Start of TASK DATA

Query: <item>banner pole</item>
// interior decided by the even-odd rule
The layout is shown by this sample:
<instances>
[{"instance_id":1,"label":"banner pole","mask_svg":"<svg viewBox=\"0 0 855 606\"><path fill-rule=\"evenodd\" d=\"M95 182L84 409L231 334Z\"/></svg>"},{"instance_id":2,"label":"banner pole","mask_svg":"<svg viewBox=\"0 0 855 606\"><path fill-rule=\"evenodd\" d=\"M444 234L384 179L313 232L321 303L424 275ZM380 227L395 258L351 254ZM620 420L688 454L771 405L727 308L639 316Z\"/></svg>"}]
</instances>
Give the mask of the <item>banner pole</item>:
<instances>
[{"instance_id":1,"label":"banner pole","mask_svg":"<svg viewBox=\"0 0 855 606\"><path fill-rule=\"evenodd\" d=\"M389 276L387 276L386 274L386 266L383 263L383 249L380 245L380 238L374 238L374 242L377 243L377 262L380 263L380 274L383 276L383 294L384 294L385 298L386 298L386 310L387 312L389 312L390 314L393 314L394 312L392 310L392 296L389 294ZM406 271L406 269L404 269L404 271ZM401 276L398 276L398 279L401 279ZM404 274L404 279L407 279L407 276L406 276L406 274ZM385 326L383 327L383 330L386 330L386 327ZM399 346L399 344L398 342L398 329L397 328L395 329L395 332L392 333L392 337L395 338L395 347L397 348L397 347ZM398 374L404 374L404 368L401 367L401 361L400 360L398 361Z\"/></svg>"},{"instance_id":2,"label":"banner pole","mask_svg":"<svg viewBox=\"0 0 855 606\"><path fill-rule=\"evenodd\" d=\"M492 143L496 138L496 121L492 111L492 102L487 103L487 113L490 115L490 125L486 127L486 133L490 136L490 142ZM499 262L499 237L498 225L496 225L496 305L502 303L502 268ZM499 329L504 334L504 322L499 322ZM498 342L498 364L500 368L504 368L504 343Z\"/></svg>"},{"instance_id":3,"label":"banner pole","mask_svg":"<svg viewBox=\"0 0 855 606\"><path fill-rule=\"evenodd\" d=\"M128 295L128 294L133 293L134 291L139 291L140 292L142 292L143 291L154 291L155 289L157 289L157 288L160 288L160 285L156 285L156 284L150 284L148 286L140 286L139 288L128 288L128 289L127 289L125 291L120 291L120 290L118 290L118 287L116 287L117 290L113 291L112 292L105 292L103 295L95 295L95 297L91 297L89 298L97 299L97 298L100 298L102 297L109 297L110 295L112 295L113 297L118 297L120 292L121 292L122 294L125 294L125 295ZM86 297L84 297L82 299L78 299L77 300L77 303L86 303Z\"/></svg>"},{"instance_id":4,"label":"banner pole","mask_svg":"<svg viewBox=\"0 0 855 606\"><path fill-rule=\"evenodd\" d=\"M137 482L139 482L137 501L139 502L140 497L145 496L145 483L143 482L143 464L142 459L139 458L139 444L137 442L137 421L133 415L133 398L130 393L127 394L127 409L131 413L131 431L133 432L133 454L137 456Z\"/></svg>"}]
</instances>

End of TASK DATA

**EXERCISE GOAL**: Every line above should be written out again exactly as it stands.

**TASK SOLUTION**:
Query: <item>banner pole</item>
// interior decided by the even-odd rule
The layout is shown by this sample:
<instances>
[{"instance_id":1,"label":"banner pole","mask_svg":"<svg viewBox=\"0 0 855 606\"><path fill-rule=\"evenodd\" d=\"M95 182L84 409L231 334Z\"/></svg>"},{"instance_id":2,"label":"banner pole","mask_svg":"<svg viewBox=\"0 0 855 606\"><path fill-rule=\"evenodd\" d=\"M444 234L384 179L313 232L321 303L424 275ZM380 227L395 258L351 254ZM620 420L688 454L771 405L727 308L639 316Z\"/></svg>"}]
</instances>
Give the mask of the <item>banner pole</item>:
<instances>
[{"instance_id":1,"label":"banner pole","mask_svg":"<svg viewBox=\"0 0 855 606\"><path fill-rule=\"evenodd\" d=\"M389 276L387 276L386 274L386 266L383 263L383 249L380 245L380 238L374 238L374 242L377 243L377 262L380 263L380 274L383 276L383 294L384 294L385 298L386 298L386 310L387 312L389 312L390 314L393 314L394 312L392 310L392 296L389 294ZM406 271L406 269L404 269L404 271ZM401 276L398 276L398 279L401 279ZM404 274L404 279L407 279L407 276L406 276L406 274ZM385 326L383 327L383 330L386 330L386 327ZM399 346L399 344L398 342L398 329L397 328L395 329L395 332L392 333L392 337L395 338L395 347L397 348L397 347ZM398 374L404 374L404 368L401 367L401 361L400 360L398 361Z\"/></svg>"},{"instance_id":2,"label":"banner pole","mask_svg":"<svg viewBox=\"0 0 855 606\"><path fill-rule=\"evenodd\" d=\"M492 143L496 138L496 121L492 111L492 102L487 103L487 113L490 115L490 125L486 127L486 133L490 136L490 142ZM499 262L499 237L498 225L496 225L496 305L502 303L502 268ZM499 329L504 334L504 322L499 322ZM498 342L498 364L500 368L504 368L504 343Z\"/></svg>"},{"instance_id":3,"label":"banner pole","mask_svg":"<svg viewBox=\"0 0 855 606\"><path fill-rule=\"evenodd\" d=\"M128 295L128 294L133 293L134 291L139 291L140 292L142 292L143 291L154 291L155 289L157 289L157 288L160 288L160 285L156 285L156 284L150 284L148 286L140 286L139 288L128 288L128 289L127 289L125 291L120 291L120 290L118 290L118 287L116 287L117 290L113 291L112 292L105 292L103 295L95 295L95 297L91 297L89 298L97 299L97 298L100 298L102 297L109 297L110 295L112 295L113 297L118 297L120 292L121 292L122 294L125 294L125 295ZM86 297L84 297L82 299L78 299L77 300L77 303L86 303Z\"/></svg>"},{"instance_id":4,"label":"banner pole","mask_svg":"<svg viewBox=\"0 0 855 606\"><path fill-rule=\"evenodd\" d=\"M137 482L139 482L137 501L139 502L140 497L145 496L145 483L143 482L143 464L142 459L139 458L139 444L137 442L137 421L133 415L133 398L130 393L127 394L127 409L131 413L131 431L133 432L133 454L137 456Z\"/></svg>"}]
</instances>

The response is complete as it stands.